Task statement = Reproduce verbatim the part of the items that opens with the line containing "--target green pasta" and closes with the line containing "90], [19, 81]]", including both of those lines.

Data entries =

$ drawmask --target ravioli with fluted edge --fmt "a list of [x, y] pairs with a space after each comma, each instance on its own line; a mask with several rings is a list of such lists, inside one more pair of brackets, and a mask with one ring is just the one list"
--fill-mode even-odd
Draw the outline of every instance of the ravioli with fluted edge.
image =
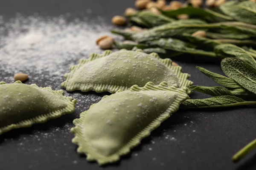
[[0, 82], [0, 134], [74, 112], [76, 100], [64, 95], [62, 90], [20, 81]]
[[159, 84], [165, 81], [170, 86], [188, 87], [192, 82], [190, 75], [181, 73], [180, 66], [172, 66], [170, 59], [160, 59], [156, 53], [148, 54], [141, 50], [121, 50], [112, 53], [105, 51], [102, 54], [92, 54], [87, 60], [70, 68], [61, 84], [68, 91], [109, 91], [128, 90], [133, 85], [144, 86], [148, 82]]
[[130, 152], [189, 98], [187, 88], [163, 82], [135, 85], [105, 96], [75, 119], [71, 132], [77, 152], [99, 164], [117, 161]]

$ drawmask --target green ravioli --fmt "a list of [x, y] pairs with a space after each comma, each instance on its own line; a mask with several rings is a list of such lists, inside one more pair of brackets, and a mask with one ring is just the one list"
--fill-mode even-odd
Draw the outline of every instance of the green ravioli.
[[143, 87], [148, 82], [159, 84], [165, 81], [169, 86], [177, 84], [179, 87], [192, 85], [187, 79], [189, 75], [182, 73], [181, 67], [172, 66], [172, 62], [169, 59], [160, 59], [156, 53], [148, 54], [141, 50], [122, 50], [113, 53], [106, 51], [101, 55], [93, 54], [89, 59], [71, 66], [61, 85], [68, 91], [114, 93], [135, 85]]
[[64, 95], [62, 90], [19, 81], [0, 82], [0, 134], [74, 112], [76, 100]]
[[72, 142], [79, 145], [77, 152], [99, 164], [128, 153], [189, 98], [187, 88], [168, 87], [166, 82], [157, 86], [149, 82], [104, 96], [73, 121]]

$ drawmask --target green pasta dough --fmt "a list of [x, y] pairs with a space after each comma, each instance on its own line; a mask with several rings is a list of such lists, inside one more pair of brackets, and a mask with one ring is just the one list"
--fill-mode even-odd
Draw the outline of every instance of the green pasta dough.
[[0, 82], [0, 134], [74, 112], [76, 100], [64, 95], [62, 90], [19, 81]]
[[117, 161], [176, 112], [189, 98], [187, 93], [187, 88], [177, 84], [168, 87], [166, 82], [157, 86], [149, 82], [105, 96], [74, 120], [72, 141], [88, 161], [99, 164]]
[[68, 91], [114, 93], [119, 90], [128, 90], [135, 85], [143, 87], [148, 82], [159, 84], [165, 81], [169, 86], [177, 84], [179, 87], [192, 85], [187, 79], [189, 75], [182, 73], [181, 67], [172, 66], [170, 59], [161, 59], [156, 53], [141, 51], [122, 50], [93, 54], [89, 59], [80, 60], [77, 65], [72, 66], [61, 85]]

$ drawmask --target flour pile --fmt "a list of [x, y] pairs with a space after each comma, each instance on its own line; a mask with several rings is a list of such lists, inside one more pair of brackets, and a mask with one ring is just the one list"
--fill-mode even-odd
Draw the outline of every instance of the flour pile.
[[95, 40], [109, 35], [111, 26], [99, 25], [102, 18], [99, 22], [67, 22], [66, 18], [17, 15], [6, 22], [0, 17], [0, 71], [2, 76], [9, 75], [0, 77], [0, 81], [12, 82], [13, 75], [21, 72], [32, 73], [31, 83], [50, 79], [60, 83], [59, 77], [69, 71], [70, 65], [92, 52], [102, 52]]

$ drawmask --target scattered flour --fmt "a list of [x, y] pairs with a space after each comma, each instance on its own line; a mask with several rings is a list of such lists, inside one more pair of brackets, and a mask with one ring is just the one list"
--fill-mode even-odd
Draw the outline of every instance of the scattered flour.
[[0, 71], [4, 76], [0, 76], [0, 81], [12, 82], [13, 75], [22, 72], [31, 75], [30, 82], [44, 80], [56, 88], [71, 65], [93, 52], [102, 52], [95, 40], [109, 34], [111, 27], [101, 18], [68, 22], [70, 15], [46, 18], [17, 14], [8, 21], [0, 16]]

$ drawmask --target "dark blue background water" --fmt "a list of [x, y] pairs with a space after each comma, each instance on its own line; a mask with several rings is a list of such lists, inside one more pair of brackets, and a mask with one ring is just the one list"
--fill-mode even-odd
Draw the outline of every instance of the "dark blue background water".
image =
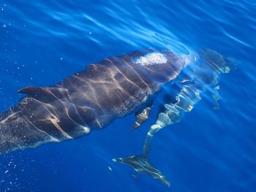
[[53, 85], [110, 55], [173, 48], [157, 35], [240, 64], [222, 77], [220, 110], [203, 99], [154, 137], [150, 158], [170, 188], [111, 161], [140, 154], [154, 121], [131, 131], [129, 115], [88, 137], [1, 156], [0, 191], [256, 191], [255, 7], [253, 0], [1, 0], [1, 111], [24, 86]]

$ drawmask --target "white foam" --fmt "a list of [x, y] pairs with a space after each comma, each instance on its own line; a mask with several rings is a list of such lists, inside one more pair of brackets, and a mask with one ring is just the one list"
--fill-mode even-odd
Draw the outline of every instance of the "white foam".
[[141, 66], [160, 65], [167, 63], [167, 58], [160, 53], [151, 53], [145, 56], [141, 56], [135, 61], [136, 64]]

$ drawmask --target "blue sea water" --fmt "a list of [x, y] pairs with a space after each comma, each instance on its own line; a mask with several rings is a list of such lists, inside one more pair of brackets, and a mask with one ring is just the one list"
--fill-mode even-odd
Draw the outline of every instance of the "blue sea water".
[[87, 137], [1, 156], [0, 191], [256, 191], [255, 18], [254, 0], [1, 0], [1, 111], [20, 88], [148, 47], [211, 48], [237, 66], [221, 77], [219, 110], [203, 98], [153, 139], [150, 159], [170, 188], [112, 161], [140, 154], [155, 120], [131, 131], [128, 115]]

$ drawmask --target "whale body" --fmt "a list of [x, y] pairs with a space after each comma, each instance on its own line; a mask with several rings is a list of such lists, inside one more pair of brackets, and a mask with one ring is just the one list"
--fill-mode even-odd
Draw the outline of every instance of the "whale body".
[[22, 88], [27, 96], [0, 115], [0, 154], [102, 128], [146, 104], [184, 64], [174, 53], [148, 49], [90, 64], [53, 86]]
[[191, 111], [201, 93], [211, 88], [217, 93], [219, 74], [229, 70], [224, 58], [210, 50], [184, 55], [147, 49], [89, 64], [54, 85], [25, 87], [18, 92], [26, 96], [0, 115], [0, 155], [82, 137], [130, 113], [137, 128], [149, 118], [161, 88], [178, 85], [176, 93], [170, 93], [176, 99], [166, 101], [148, 129], [142, 155], [113, 159], [169, 186], [148, 159], [153, 137]]

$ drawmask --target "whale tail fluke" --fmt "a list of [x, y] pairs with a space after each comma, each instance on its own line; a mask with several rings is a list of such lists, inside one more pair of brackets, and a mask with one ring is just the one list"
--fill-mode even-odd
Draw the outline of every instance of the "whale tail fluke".
[[113, 158], [114, 162], [121, 163], [132, 167], [136, 172], [152, 176], [154, 179], [160, 180], [165, 185], [170, 187], [169, 181], [162, 172], [155, 168], [149, 161], [148, 157], [143, 155], [131, 155], [126, 158]]

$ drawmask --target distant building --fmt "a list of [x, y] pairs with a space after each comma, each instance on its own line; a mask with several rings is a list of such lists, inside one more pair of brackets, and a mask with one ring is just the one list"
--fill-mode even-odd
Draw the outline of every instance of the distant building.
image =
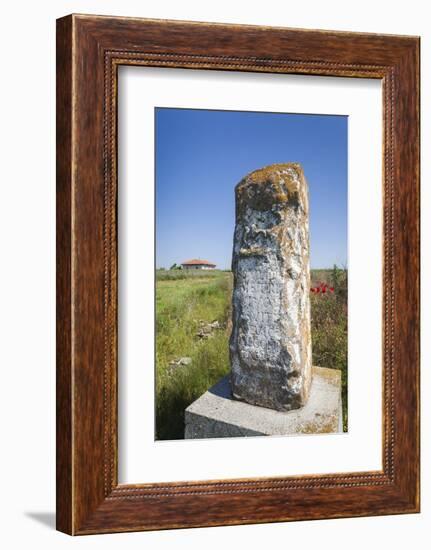
[[216, 264], [207, 260], [187, 260], [181, 264], [183, 269], [215, 269]]

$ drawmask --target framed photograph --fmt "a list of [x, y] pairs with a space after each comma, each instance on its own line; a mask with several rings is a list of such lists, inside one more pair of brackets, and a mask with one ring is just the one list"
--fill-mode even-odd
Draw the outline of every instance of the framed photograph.
[[419, 38], [57, 21], [57, 528], [419, 511]]

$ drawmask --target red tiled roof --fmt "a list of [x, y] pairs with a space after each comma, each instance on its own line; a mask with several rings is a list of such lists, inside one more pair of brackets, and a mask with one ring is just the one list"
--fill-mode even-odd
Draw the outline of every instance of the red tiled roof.
[[208, 265], [215, 267], [216, 264], [208, 262], [207, 260], [186, 260], [185, 262], [182, 262], [181, 265]]

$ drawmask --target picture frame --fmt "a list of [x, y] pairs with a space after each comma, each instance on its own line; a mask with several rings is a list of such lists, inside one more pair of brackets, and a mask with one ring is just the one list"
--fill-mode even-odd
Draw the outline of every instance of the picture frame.
[[[120, 65], [380, 79], [381, 471], [118, 483]], [[57, 21], [57, 529], [419, 512], [419, 38], [92, 15]]]

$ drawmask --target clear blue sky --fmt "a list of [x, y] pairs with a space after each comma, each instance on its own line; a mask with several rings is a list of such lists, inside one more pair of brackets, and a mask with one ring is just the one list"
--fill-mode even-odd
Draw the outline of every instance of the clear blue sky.
[[156, 266], [190, 258], [230, 269], [235, 185], [300, 162], [310, 195], [311, 267], [347, 266], [347, 117], [155, 110]]

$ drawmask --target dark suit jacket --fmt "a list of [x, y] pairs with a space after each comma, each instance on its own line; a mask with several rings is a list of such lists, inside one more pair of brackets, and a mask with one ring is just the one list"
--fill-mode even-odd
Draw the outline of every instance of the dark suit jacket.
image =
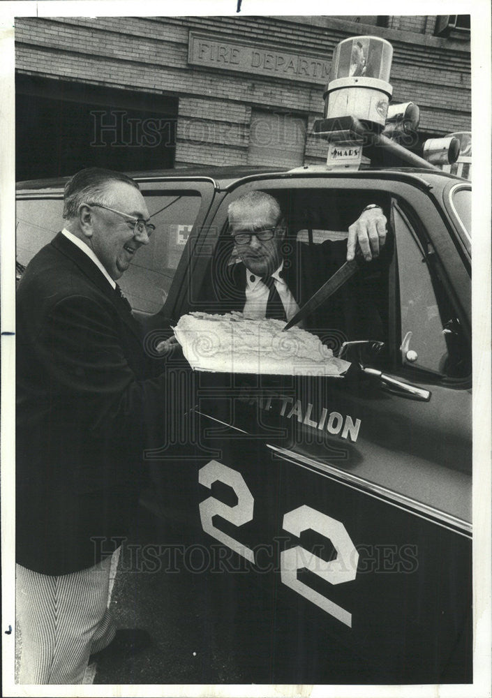
[[161, 445], [164, 378], [154, 373], [138, 323], [59, 233], [17, 292], [20, 564], [66, 574], [127, 534], [143, 449]]
[[[326, 241], [309, 246], [295, 241], [283, 246], [283, 278], [297, 304], [304, 303], [341, 267], [346, 259], [345, 240]], [[341, 341], [377, 339], [384, 334], [383, 289], [381, 270], [387, 253], [357, 272], [323, 305], [304, 320], [306, 329], [319, 334], [329, 346], [337, 348]], [[247, 269], [242, 262], [221, 266], [226, 254], [218, 255], [213, 271], [214, 296], [217, 304], [211, 312], [242, 311], [246, 302]]]

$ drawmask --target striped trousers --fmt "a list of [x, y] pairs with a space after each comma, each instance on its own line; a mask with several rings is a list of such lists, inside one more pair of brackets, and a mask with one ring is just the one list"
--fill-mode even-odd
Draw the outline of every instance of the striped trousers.
[[20, 683], [82, 683], [89, 655], [116, 634], [107, 608], [111, 560], [59, 577], [16, 565]]

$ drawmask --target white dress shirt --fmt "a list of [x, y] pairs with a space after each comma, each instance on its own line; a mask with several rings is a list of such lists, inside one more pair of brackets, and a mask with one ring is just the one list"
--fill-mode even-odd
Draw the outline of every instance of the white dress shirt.
[[65, 235], [65, 237], [67, 237], [70, 241], [70, 242], [73, 243], [74, 245], [77, 245], [77, 246], [79, 248], [80, 250], [82, 250], [82, 252], [84, 254], [86, 254], [90, 260], [92, 260], [92, 261], [94, 262], [98, 269], [100, 269], [100, 271], [106, 277], [106, 279], [110, 282], [112, 288], [116, 288], [116, 281], [114, 281], [114, 279], [112, 279], [111, 276], [110, 276], [109, 274], [104, 268], [103, 265], [100, 263], [99, 260], [97, 258], [97, 257], [92, 251], [91, 248], [89, 246], [89, 245], [86, 245], [85, 242], [83, 242], [81, 239], [80, 239], [80, 238], [76, 237], [73, 233], [70, 232], [70, 230], [67, 230], [66, 228], [64, 228], [61, 231], [61, 235]]
[[[297, 312], [299, 306], [290, 292], [289, 287], [280, 276], [280, 272], [283, 269], [283, 261], [278, 269], [274, 272], [271, 276], [274, 279], [275, 288], [278, 292], [288, 321]], [[248, 269], [246, 269], [246, 299], [243, 310], [246, 317], [254, 320], [260, 320], [266, 317], [267, 302], [269, 292], [269, 288], [265, 283], [263, 283], [261, 276], [257, 276]], [[298, 326], [301, 327], [301, 325]]]

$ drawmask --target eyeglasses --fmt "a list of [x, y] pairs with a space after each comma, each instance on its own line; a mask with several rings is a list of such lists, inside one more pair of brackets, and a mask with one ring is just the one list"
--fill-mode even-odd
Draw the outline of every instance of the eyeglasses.
[[275, 225], [274, 228], [267, 228], [264, 230], [258, 230], [258, 232], [237, 232], [232, 235], [232, 237], [237, 245], [248, 245], [251, 242], [253, 235], [260, 242], [266, 242], [267, 240], [271, 240], [274, 237], [276, 228], [277, 226]]
[[135, 218], [133, 216], [130, 216], [129, 214], [124, 214], [121, 211], [117, 211], [116, 209], [112, 209], [109, 206], [105, 206], [104, 204], [92, 203], [89, 204], [89, 206], [98, 206], [101, 209], [107, 209], [107, 211], [112, 211], [114, 214], [117, 214], [122, 218], [126, 218], [128, 221], [131, 221], [134, 223], [133, 226], [133, 235], [141, 235], [144, 232], [150, 237], [154, 231], [156, 230], [156, 226], [151, 223], [149, 223], [149, 218], [144, 221], [144, 218]]

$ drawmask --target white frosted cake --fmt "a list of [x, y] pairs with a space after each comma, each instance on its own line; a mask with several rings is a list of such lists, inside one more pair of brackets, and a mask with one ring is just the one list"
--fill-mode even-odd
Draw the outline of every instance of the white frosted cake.
[[350, 365], [336, 359], [314, 334], [278, 320], [240, 313], [191, 313], [174, 328], [185, 357], [197, 371], [289, 376], [340, 376]]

Response to the exercise =
$ drawmask --target green pasta dough --fmt "a list of [x, y] pairs with a space after each comma, each instance on its own line; a mask with several rings is a list of such lists, inside one more pair of brackets, and a mask with one ring is just the one list"
--fill-mode even-odd
Draw the outline of every instance of the green pasta dough.
[[0, 82], [0, 134], [74, 112], [76, 100], [64, 95], [62, 90], [19, 81]]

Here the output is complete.